**WORK TASK:**
Using the word "query" as the filter, copy each matching line from the records.

━━ DATA TO EXAMINE ━━

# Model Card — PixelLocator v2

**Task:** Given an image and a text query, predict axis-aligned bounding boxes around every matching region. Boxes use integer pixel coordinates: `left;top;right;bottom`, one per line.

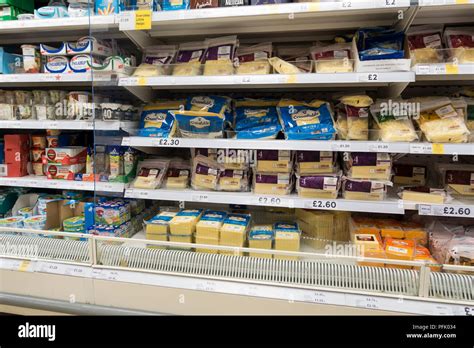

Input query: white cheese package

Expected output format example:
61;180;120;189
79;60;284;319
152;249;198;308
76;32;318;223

191;155;224;191
133;45;177;77
268;57;301;74
436;163;474;197
233;99;281;139
203;35;239;76
131;159;170;189
256;150;293;173
295;150;335;174
406;25;444;64
277;99;336;140
173;110;225;138
444;27;474;63
191;148;218;161
218;169;250;192
236;42;272;75
296;171;342;199
310;42;353;73
218;149;251;170
164;159;191;189
370;99;419;142
172;41;208;76
398;186;451;204
410;96;470;143
335;95;373;141
343;152;392;181
253;172;294;196
342;178;391;201
66;36;114;57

━━━

**WRITTEN SOLUTION:**
**Task:** Given an image and a text query, predict axis-aligned bounding boxes around every matching region. Boxes use integer pixel coordinates: `left;top;right;bottom`, one per line.
Input query: white cheese package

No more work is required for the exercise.